(DESCRIPTION OF THE TASK) Repeat every record below exactly as it appears.

(Recorded data)
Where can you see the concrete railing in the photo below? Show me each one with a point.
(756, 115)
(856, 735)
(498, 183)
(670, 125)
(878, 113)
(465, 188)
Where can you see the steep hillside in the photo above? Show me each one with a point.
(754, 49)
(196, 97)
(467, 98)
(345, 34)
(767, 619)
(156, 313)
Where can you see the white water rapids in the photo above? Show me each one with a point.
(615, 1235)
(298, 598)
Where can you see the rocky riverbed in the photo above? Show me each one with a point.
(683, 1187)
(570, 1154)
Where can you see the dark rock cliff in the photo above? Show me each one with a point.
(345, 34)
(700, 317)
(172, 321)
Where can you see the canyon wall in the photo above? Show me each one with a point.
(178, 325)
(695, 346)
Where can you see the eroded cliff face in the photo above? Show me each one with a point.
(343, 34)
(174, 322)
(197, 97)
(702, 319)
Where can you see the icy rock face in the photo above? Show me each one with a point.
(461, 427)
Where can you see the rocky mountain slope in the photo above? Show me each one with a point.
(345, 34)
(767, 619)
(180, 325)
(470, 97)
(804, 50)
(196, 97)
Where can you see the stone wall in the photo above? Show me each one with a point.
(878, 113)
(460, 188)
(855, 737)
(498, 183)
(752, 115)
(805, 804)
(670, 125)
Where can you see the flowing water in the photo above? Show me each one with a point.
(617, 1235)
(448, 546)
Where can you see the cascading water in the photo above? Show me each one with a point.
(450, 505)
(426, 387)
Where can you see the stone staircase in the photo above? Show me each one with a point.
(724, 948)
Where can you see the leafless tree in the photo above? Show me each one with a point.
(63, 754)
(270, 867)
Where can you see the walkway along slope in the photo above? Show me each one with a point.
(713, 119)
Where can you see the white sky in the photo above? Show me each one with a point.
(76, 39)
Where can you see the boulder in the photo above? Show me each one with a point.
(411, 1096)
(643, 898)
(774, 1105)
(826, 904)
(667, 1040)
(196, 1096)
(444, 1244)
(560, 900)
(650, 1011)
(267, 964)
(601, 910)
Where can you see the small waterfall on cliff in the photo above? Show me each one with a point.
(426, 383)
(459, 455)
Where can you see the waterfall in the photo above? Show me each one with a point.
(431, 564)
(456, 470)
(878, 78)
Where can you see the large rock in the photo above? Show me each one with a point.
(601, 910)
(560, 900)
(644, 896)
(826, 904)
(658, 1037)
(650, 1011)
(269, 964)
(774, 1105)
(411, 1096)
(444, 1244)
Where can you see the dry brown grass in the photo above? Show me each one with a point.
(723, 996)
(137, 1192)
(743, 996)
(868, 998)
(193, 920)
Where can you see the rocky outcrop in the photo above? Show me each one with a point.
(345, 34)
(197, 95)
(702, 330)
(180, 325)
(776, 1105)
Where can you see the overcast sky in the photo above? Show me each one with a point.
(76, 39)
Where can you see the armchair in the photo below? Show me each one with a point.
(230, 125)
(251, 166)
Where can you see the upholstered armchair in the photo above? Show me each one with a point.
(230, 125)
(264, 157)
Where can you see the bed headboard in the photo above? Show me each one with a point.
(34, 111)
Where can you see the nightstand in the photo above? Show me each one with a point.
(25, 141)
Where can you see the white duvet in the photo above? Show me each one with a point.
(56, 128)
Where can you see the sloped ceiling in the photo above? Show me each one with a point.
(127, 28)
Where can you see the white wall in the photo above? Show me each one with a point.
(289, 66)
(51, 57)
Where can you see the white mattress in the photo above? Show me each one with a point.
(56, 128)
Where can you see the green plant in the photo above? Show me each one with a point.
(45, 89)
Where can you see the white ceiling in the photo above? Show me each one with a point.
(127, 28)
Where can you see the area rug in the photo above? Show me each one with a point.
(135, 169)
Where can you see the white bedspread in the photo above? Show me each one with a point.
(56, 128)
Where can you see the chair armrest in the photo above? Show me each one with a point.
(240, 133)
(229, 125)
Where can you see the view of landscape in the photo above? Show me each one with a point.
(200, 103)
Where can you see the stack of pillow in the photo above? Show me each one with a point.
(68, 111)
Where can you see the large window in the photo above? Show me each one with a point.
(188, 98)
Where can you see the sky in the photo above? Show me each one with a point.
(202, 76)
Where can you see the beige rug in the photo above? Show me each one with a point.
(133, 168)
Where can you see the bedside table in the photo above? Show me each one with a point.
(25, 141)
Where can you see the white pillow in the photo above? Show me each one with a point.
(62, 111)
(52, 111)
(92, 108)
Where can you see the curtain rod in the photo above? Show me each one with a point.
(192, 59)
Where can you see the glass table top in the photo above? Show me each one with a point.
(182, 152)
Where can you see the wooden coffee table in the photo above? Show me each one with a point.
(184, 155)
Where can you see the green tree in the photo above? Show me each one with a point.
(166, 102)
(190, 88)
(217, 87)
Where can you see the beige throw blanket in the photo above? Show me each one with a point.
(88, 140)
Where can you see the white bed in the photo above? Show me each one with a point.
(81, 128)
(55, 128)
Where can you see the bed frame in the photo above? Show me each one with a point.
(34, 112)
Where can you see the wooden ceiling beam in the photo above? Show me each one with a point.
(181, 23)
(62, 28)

(ANSWER BOX)
Where can you see the concrete railing in the photo below? Show me each one with a point.
(756, 115)
(856, 735)
(498, 183)
(670, 125)
(878, 113)
(465, 188)
Where can you see the steep hillside in the photo above? Show me each one with a point.
(754, 49)
(196, 97)
(467, 98)
(345, 34)
(767, 619)
(156, 313)
Where can you see the white water rapids in the photo above? Show me each one with a point.
(615, 1235)
(298, 598)
Where can you see the rocky riverbed in the photo above? Show me each one with a point.
(683, 1187)
(570, 1154)
Where can you see the dark rock cliff in the photo above? Show me each one with a point.
(345, 34)
(700, 317)
(172, 321)
Where can you see the canyon wall in the photo above? Show me each one with a point.
(178, 325)
(695, 346)
Where can you see the eroded cliff face in the photo above? Show me each one with a point.
(343, 34)
(174, 322)
(197, 97)
(702, 319)
Where can you see the icy rock face in the photo above? Show me each one with a point.
(461, 427)
Where can you see the rocky mountain slope in the photo above? Show me each one with a point.
(345, 34)
(767, 619)
(180, 325)
(470, 97)
(804, 50)
(196, 97)
Where can you see the stone wall in the photo above? Show me each one with a point.
(878, 113)
(460, 188)
(855, 737)
(498, 183)
(752, 115)
(805, 804)
(670, 125)
Where can you see the flowing water in the photo above? Show me each one with a point.
(617, 1235)
(448, 546)
Where can you see the cascading water in the photo above? Show me each one with a point.
(450, 505)
(426, 387)
Where can you see the stone staircase in the photo above? Show me each one with a point.
(724, 948)
Where can you see the leafless tree in the photo above? Show me each one with a point.
(63, 754)
(270, 867)
Where can you see the walkway along slope in the photo above? Show me each one with a point.
(713, 119)
Where can you see the white sky in the photo above? Show me each one with a point.
(76, 39)
Where can you see the boulder in the photo above? Show me each one with a point.
(411, 1096)
(643, 898)
(774, 1105)
(826, 904)
(667, 1040)
(196, 1096)
(444, 1244)
(560, 900)
(650, 1011)
(267, 964)
(601, 910)
Where can you see the small waterfall on cliff in the photo above? Show me each one with a point.
(426, 383)
(459, 455)
Where can you see the waterfall in the photo above? Show me each one with a point.
(431, 564)
(456, 470)
(878, 78)
Where can you see the large rock in the photo above? Show me each one with a point.
(601, 910)
(560, 900)
(644, 896)
(826, 904)
(658, 1037)
(650, 1011)
(269, 964)
(774, 1105)
(411, 1096)
(444, 1244)
Where can you see the dry brown grass in the photo above? Show me each one with a point.
(723, 996)
(137, 1192)
(743, 996)
(868, 998)
(193, 920)
Where can you see the rocky outcrop in the photo above? Show me each one with a point.
(345, 34)
(197, 95)
(702, 330)
(180, 325)
(776, 1105)
Where can you see the overcast sky in the photo above? Show me each one with a point.
(76, 39)
Where can you see the armchair in the photo below? Show me each one with a point.
(230, 125)
(251, 166)
Where can you see the upholstered armchair in the photo above? Show me each one with a point.
(230, 125)
(264, 157)
Where can you see the bed headboard in the photo above? Show me each one with a point.
(34, 111)
Where can you see the nightstand in the photo above? Show me each one with a point.
(25, 141)
Where can you see the white duvet in the photo above? Show me each one with a point.
(56, 128)
Where can you see the sloped ceiling in the photo above? Show me each one with a point.
(127, 28)
Where can you see the white wall in the photo above? Show me each one with a point.
(289, 66)
(51, 57)
Where can you see the white mattress in the photo above? Show me each one with a point.
(56, 128)
Where can you see the green plant in the photo above? Show me each one with a point.
(45, 89)
Where can you see the white ceiling in the photo above? Show me each one with a point.
(127, 28)
Where can you see the area rug in the photo above? Show me each one with a point.
(135, 169)
Where can you see the white bedspread in the photo above? Show me each one with a point.
(56, 128)
Where can you see the chair armrest in the photo above? Show me each one with a point.
(240, 133)
(229, 125)
Where can you see the view of landscape in the photo above? Show me each one with a point.
(200, 103)
Where can you see the stack of pillow in the photo above? Show me each one with a point.
(68, 111)
Where can you see the large window in the photo above? Show me each one with a point.
(188, 98)
Where can you see the sky in the photo above? Show me each one with a point.
(202, 76)
Where can you see the beige rug in the photo above? Show me each one with a point.
(133, 168)
Where can you see the bedside table in the photo above? Show me each one with a point.
(25, 141)
Where can you see the white pillow in the photo above? Show me each one with a point.
(62, 111)
(52, 111)
(92, 108)
Where can you see the curtain rod in the photo above? Show me each one with a point.
(192, 59)
Where can you see the glass table top in the photo above? Show me each one with a point.
(182, 152)
Where can you see the wooden coffee table in the photo above? Show me each one with a point.
(184, 155)
Where can you see the green tree in the photo above? Show me each one with a point.
(166, 102)
(190, 88)
(217, 87)
Where can you see the beige throw blanket in the photo above? Show me each one with a point.
(88, 140)
Where can you see the white bed in the photo above? Show me each one with a point.
(81, 128)
(55, 128)
Where can you see the bed frame in the photo above? Show me each one with a point.
(34, 112)
Where can you see the wooden ceiling beam in the photo above? Show me each one with a point.
(181, 23)
(62, 28)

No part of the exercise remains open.